(What you will do):
1. Decide whether each statement below agrees with the garden excerpt that follows. For each, answer yes or no and quote the words of the excerpt that settle it. (a) The butternut squash vines are being allowed to spread freely across the garden. (b) The potatoes dug up have thinner skins than supermarket potatoes. (c) Digging up potatoes is likened to digging for fossils.
2. Duplicate the passage of the garden excerpt below, starting with "It might be" and going on through "are getting big.".

(Page excerpt):
---

It might be a case of sibling rivalry, though. The butternut squash are setting fruit like they’re single-handedly fighting world hunger – and a few of them are getting big.

Photobucket

Photobucket

The vines themselves are also huge. Apparently this is a known thing about butternut squash – the vines don’t fool around. They go nuts. They try to take over every square inch of the whole garden.

But we learned our lesson last year. We’re keeping a very close eye on them, and pinching off the runners as they start encroaching on other beds.

I pulled in some potatoes this week; this is what I pulled out today.

Photobucket

They have much thinner skins than what I’m used to getting at the supermarket, and their texture is a lot creamier – probably because I’m digging these up before the plants are really done-done. Which is a bit of an art form and by the way, your hands get really dirty when you’re digging up potatoes. But it’s an awful lot of fun going after just one or two from the top – like a treasure hunt, or digging for fossils. Yeah, probably more like digging for fossils, because you have to be really gentle and brush the dirt away, looking for that flash of white or red…and then more brushing to see what you’ve found, get an idea how big it is and how much digging down you’re going to have to do to get at it.

---

(Entries shown):

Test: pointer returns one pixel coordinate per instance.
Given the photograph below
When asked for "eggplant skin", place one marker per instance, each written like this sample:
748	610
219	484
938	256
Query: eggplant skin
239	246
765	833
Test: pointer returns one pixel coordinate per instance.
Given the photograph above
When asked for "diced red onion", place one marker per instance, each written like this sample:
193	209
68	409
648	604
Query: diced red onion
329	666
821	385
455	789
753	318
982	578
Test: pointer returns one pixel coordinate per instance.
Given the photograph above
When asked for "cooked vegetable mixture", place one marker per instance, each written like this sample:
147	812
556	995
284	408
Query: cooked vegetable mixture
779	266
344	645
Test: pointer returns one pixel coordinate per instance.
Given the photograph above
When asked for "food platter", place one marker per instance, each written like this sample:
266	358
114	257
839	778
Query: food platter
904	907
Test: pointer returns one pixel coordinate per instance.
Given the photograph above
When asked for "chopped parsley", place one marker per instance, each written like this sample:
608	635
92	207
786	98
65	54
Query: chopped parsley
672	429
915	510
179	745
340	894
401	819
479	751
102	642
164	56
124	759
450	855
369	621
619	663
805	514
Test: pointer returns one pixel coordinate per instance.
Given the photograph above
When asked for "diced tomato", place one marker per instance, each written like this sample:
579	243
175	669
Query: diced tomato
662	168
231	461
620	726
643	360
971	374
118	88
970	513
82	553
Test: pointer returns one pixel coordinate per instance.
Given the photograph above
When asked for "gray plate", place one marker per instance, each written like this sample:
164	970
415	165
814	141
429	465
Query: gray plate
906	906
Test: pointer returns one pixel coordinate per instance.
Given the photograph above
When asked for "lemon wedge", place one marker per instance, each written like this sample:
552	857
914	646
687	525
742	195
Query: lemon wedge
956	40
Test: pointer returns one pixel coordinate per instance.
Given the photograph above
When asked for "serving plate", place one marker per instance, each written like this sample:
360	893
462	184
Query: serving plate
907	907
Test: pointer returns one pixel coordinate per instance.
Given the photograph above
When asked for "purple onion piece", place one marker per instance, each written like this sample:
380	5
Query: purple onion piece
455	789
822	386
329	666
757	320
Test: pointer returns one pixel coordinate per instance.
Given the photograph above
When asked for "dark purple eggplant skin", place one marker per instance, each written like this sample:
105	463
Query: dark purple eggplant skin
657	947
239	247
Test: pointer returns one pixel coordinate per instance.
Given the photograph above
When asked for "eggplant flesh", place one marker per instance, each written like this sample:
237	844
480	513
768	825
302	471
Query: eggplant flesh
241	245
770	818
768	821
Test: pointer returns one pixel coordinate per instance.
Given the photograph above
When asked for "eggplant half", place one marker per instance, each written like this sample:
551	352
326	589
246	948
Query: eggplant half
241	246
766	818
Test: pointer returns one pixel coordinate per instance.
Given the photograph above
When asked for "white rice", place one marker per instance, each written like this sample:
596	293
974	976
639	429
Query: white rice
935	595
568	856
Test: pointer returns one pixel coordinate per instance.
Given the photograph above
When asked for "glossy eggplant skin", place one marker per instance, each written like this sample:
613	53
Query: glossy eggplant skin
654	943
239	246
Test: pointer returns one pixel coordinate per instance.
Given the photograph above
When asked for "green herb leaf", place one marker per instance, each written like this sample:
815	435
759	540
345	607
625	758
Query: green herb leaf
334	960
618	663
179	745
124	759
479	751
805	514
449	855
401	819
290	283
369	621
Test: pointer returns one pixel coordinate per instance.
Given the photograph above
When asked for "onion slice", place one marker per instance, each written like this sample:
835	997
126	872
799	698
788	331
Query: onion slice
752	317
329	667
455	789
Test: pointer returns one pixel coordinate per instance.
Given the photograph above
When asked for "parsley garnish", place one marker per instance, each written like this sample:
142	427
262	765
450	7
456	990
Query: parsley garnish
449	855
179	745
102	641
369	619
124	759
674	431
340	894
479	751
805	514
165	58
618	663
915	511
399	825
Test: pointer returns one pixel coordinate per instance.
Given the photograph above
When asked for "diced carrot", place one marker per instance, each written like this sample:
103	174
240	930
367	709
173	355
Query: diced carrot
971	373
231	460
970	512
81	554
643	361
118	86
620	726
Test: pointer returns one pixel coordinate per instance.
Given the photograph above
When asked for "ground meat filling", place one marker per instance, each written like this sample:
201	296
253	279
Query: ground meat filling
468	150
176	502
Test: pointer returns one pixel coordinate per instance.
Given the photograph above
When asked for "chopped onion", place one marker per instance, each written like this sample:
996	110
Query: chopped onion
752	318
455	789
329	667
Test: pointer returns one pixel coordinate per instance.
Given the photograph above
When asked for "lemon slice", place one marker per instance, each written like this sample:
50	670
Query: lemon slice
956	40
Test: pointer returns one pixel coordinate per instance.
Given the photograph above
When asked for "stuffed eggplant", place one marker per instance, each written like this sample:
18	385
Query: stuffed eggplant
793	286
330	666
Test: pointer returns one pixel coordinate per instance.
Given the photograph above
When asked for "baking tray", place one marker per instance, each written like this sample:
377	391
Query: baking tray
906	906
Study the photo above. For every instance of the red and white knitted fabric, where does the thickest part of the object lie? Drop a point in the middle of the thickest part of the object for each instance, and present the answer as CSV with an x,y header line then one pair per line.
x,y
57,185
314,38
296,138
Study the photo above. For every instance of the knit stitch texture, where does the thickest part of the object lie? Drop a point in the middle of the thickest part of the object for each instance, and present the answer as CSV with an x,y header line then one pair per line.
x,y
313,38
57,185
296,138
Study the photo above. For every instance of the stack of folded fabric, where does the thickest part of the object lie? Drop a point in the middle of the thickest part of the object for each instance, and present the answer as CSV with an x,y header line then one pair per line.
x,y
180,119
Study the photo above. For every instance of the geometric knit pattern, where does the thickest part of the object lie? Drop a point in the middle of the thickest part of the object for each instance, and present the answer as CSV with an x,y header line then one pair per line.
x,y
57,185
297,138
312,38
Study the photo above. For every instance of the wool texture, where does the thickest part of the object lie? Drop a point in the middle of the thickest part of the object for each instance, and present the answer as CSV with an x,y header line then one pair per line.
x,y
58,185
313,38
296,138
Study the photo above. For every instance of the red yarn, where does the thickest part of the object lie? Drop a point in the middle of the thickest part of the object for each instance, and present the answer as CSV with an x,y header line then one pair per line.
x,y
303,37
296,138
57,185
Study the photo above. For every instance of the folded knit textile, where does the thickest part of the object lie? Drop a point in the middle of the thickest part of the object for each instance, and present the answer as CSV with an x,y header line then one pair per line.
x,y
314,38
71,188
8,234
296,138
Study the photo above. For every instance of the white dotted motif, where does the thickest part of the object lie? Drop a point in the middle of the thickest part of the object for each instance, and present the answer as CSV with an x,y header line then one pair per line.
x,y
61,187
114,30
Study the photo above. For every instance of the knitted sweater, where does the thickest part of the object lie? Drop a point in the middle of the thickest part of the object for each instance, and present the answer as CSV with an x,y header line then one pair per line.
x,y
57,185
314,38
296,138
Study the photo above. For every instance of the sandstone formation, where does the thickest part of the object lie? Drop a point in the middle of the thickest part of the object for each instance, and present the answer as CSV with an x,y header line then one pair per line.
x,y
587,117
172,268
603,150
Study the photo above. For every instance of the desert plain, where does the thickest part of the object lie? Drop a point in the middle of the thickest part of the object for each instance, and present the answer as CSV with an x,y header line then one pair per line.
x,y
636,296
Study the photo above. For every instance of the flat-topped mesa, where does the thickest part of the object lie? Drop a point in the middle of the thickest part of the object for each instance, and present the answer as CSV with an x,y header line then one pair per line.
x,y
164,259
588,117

---

(Results by task):
1.
(a) No: "We’re keeping a very close eye on them, and pinching off the runners as they start encroaching on other beds."
(b) Yes: "They have much thinner skins than what I’m used to getting at the supermarket"
(c) Yes: "Yeah, probably more like digging for fossils"

2.
It might be a case of sibling rivalry, though. The butternut squash are setting fruit like they’re single-handedly fighting world hunger – and a few of them are getting big.